• _Seu objetivo_: Continue o texto sobre o pianista Luizão Paiva, que aparece logo abaixo, a partir do ponto em que ele termina.

• _Texto de origem_:
────────────────────────────────────────
Luizão Paiva é um piauiense que rodou o mundo mostrando seu enorme talento como pianista. Tocando piano desde os seis anos de idade, Luizão Paiva, como é conhecido, descobriu a música através de sua avó, a maestrina Adalgisa Paiva, que foi aluna de Villa Lobos. Por insistência dela, o jovem talento foi viver em São Paulo, para estudar no Colégio Arquidiocesano, que tinha em sua grade curricular o ensino de música. Para atender a um desejo do pai, Luizão Paiva ainda estudou Engenharia até o terceiro ano, no Rio de Janeiro. Mas a paixão pela música falou mais alto, e sua escola se tornou a Escola de Música Pró-Arte, no Rio. Depois seguiu para os Estados Unidos, onde tornou-se Bacharel em "Professional Music" (composição, arranjo e performance), na Berklee College of Music, em Boston. Apresentou-se em vários jazz clubs e recebeu da Berklee College Of Music o prêmio "Lennie Johnson ", por mérito musical. Uma das primeiras composições de Luizão foi a trilha sonora de abertura da primeira versão da novela "Roque Santeiro", produzida pela TV Globo. Como instrumentista, trabalhou na peça "Gota d'Agua"com Chico Buarque e sob a direção de Dorival Caymmi. Trabalhou também com Bibi Ferreira na peça “Brasileiro: Profissão Esperança”. Tocou ainda com cantores importantes da MPB; entre eles, João Bosco, Nana Caymmi, Moraes Moreira, Carmem Costa, Nora Nei e Jamelão. Com a família Caymmi, fez temporada no "Blue Note", em New York e na Europa. Depois de trinta anos acompanhando cantores pelo mundo, Luizão Paiva voltou a Teresina, onde montou a Escola de Música Adalgisa Paiva, na UFPI. A EMAP é mantida através de convênio com a SEDUC – Secretária de Educação do Estado, e realiza o trabalho de formar músicos profissionais para o mercado. Antes de uma apresentação em Teresina, Luizão concedeu uma entrevista ao portal Medplan. Confira.
────────────────────────────────────────
• _Material fornecido_:
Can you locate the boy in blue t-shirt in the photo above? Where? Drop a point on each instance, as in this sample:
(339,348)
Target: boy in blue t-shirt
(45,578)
────────────────────────────────────────
• _Resultado_:
- De onde vem tão rica herança musical? Minha bisavó, mãe da minha avó, dona Alípia de Paiva, cantava muito bem. E havia minha avó, Adalgisa Paiva, que teve influência mais forte. Ela estudou com Villa Lobos, um dos maiores maestros que o Brasil já teve. Durante um ano e meio no Rio de Janeiro, ela fez um curso de música e trouxe seu aprendizado pra cá. Foi uma das pioneiras aqui no Piauí.
- Como foi sua introdução no mundo da música? Aprendi piano com a minha avó muito cedo, depois estudei no Colégio Arquidiocesano de São Paulo, com um mestre italiano. Fui para o Rio de Janeiro, pra Pró-Arte, em Laranjeiras. Lá eu era aluno do Homero Magalhães, Hélio Sena, e toda uma turma boa. Só “cabeção” da música do Rio. Comecei a ser profissional quatro anos depois, com 20 e poucos anos, quando já tocava em bares do Rio de Janeiro. Meu professor até brincava comigo quando eu chegava, meio tonto, nas aulas pela manhã, depois de ter tocado a noite inteira no bar. Daí eu tocava um Bach*, mas numa roupagem meio “jazzista”. Aí o professor chegava pra mim e perguntava “Vais tocar Bach como se fosses um pianista de Jazz?” Mas eu sou um pianista de Jazz, respondia eu. Fiquei um bom tempo no Rio, e foi aí que eu comecei a conhecer as pessoas certas.
- Antes de se profissionalizar na música o senhor ainda cursou Engenharia. Como foi largar esta formação para se aperfeiçoar musicalmente? Fiz Engenharia até o terceiro ano. Quando eu larguei foi uma confusão na minha casa. Meu pai era tabelião, me mantinha no Rio, e cortou a ajuda quando deixei o curso de engenharia. Minha mãe, então, passou a me apoiar, meio oculto, vendendo suas jóias e mandando a grana pra mim. Minha mãe é uma figura ! E também é musical. Toca piano e canta.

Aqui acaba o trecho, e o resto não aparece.